TASK: How many lines in the entries below contain the string "evenodd", matching case exactly? Reply with the number alone.

PROVIDED RECORDS:

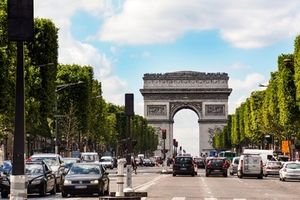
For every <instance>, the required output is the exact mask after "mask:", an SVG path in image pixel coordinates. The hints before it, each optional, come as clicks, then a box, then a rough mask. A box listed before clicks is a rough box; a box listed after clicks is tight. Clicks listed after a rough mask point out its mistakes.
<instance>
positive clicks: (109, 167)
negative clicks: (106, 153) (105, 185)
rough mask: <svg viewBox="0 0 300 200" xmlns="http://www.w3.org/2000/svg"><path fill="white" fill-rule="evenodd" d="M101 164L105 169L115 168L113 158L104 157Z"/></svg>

EXERCISE SOLUTION: 1